▶ **Problem A**
Answer these questions from the review of Mirza Nurul Huda's memoir:
(i) In what year was Huda born, and near which town?
(ii) From which university did Huda receive his PhD, and in what year?
(iii) What was the name of Huda's wife?

▶ **Text segment**
-- START --
One life, and a history of two economies: Mirza Nurul Huda

‘My Seven Decades’ Journey Through British India, Pakistan and Bangladesh’ by Professor Mirza Nurul Huda (University Press Limited, Dhaka, December 2021)
These photos were extracted from the memoir reviewed here. Collage: Maisha Syeda and Sarah Anjum Bari.

Mirza Nurul Huda's memoir is a story of his life and times. Having lived through some of the most tumultuous periods in South Asian history, his memoir provides insights on many significant social, economic and political events that took place in the period. He was a highly reputed economist and professor of Economics at Dhaka University for over two decades. However, his memoir also goes into politics, society and the history of eastern Bengal, as it evolved from British India through Pakistan to independent Bangladesh. 

Huda writes about his humble beginnings with rare candour, sharing many events and anecdotes about his life, sometimes related with humour, which make for lively reading. 

His is an inspiring tale of a little boy with big dreams rising from the backwaters of Bengal to become a fabled student who went on to be a professor of Dhaka University, and to hold some of the highest offices in public service. The book—and its most animated chapters on East Bengal/East Pakistan—is certain to interest not only economists but also those interested in politics, history and more generally, in Bangladesh studies.  

Huda was born in 1918, in a village near Tangail. His father was a school teacher and imam of the village mosque, and his mother a homemaker, who ran a maktab for girls in their home. He started formal learning in a ramshackle village school where children wrote with twigs dipped in homemade ink on banana leaves. Seventeen years later, a young Huda was to take DU by storm. He stood first class first in both the BA (Hons) in 1940 and MA exams of the Economics Department in 1941, and was the first student of the department, as well as the first Muslim student in the colonial era, to be awarded the prestigious Kalinarayan Scholarship. He later won a scholarship to study Rural Economics at Cornell University and obtained a PhD degree in 1949, in a record 18 months. At the time he was an officer on leave from the Bengal Civil Service, and on return was obliged to resume his service before being allowed to leave it. He finally joined DU as a Reader in the Economics Department in September 1949. 

Noting that merit alone was not enough for Muslim students, he suggests they needed agency, which in those days came from social networks comprising murubbis and persons with influence who cared for the advancement of their community. By then, Huda was married to Umme Kulsum Siddiqua, who also obtained a Master's degree from Columbia University and joined him as a colleague at the Economics Department at DU.
-- END --
▶ **Problem B**
Rewrite the rows starting with the line containing "water in the photo above." and going on through the end of the rows, changing "tactical-board tool" to "drawing tool" and keeping everything else the same. Leave the pictures out of your answer.

▶ **Data for this task**
-- START --
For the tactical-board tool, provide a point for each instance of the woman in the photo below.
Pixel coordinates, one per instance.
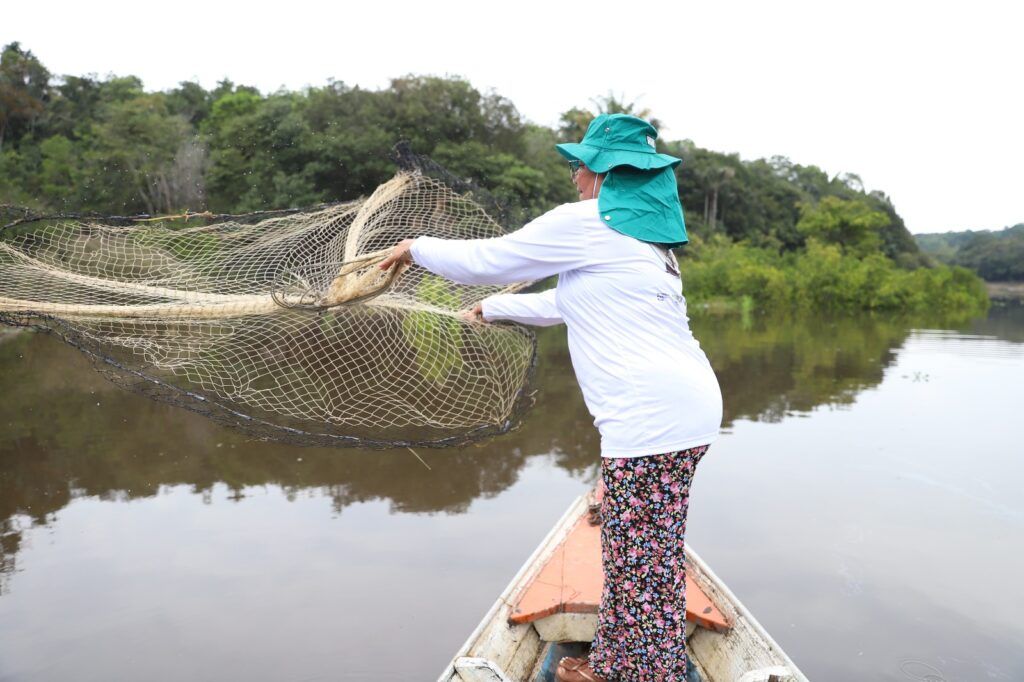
(648, 385)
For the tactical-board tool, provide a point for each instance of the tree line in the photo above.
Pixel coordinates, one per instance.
(107, 144)
(996, 256)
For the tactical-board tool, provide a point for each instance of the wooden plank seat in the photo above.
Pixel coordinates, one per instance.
(562, 599)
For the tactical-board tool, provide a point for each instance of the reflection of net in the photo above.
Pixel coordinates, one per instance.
(285, 326)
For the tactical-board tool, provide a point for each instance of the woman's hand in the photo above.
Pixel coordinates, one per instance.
(474, 314)
(399, 254)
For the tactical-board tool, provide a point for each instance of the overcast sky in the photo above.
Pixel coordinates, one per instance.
(924, 100)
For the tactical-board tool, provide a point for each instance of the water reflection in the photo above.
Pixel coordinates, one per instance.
(68, 433)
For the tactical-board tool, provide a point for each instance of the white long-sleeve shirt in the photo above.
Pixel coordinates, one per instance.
(644, 378)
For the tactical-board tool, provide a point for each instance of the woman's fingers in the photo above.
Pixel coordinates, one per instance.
(398, 254)
(474, 314)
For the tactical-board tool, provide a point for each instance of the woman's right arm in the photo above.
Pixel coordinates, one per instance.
(537, 309)
(551, 244)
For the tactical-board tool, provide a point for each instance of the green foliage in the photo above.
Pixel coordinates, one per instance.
(823, 276)
(767, 232)
(851, 224)
(996, 256)
(436, 339)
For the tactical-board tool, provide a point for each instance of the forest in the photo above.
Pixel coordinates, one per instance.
(767, 232)
(995, 255)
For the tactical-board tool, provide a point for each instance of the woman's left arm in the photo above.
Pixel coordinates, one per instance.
(553, 243)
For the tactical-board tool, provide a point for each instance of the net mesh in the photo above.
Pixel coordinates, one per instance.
(284, 325)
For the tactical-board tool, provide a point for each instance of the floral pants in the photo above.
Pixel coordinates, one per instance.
(640, 633)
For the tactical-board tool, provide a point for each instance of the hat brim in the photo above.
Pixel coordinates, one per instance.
(601, 161)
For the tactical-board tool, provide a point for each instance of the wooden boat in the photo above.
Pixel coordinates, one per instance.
(550, 609)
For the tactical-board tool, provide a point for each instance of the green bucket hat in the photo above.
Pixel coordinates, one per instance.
(639, 196)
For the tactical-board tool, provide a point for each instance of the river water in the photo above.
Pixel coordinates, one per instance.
(864, 502)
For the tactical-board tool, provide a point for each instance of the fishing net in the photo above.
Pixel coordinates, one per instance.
(282, 324)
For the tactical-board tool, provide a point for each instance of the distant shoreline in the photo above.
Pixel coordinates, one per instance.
(1006, 291)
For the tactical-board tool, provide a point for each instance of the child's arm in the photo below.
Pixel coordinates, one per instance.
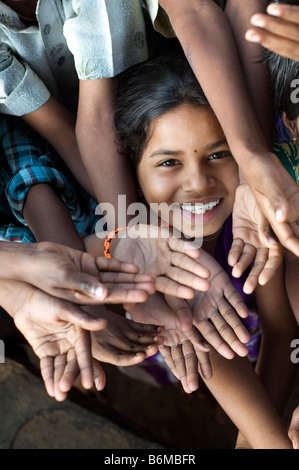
-- END --
▶ **Exercise output A**
(i) 1918, near Tangail
(ii) Cornell University, 1949
(iii) Umme Kulsum Siddiqua

▶ **Exercise output B**
For the drawing tool, provide a point for each instance of the river water in the photo above.
Pixel coordinates, one per instance.
(864, 502)
For the drawing tool, provide a point for each instance of the fishing net in the photo above.
Pixel coordinates, one per instance.
(282, 324)
For the drawing tool, provide a point for each instance of the distant shoreline in the photo above.
Pixel coordinates, one per instance.
(1006, 291)
For the drawing tool, provide a point for each instance of the child's arm in the photo below.
Pixel coordinates, one per instance.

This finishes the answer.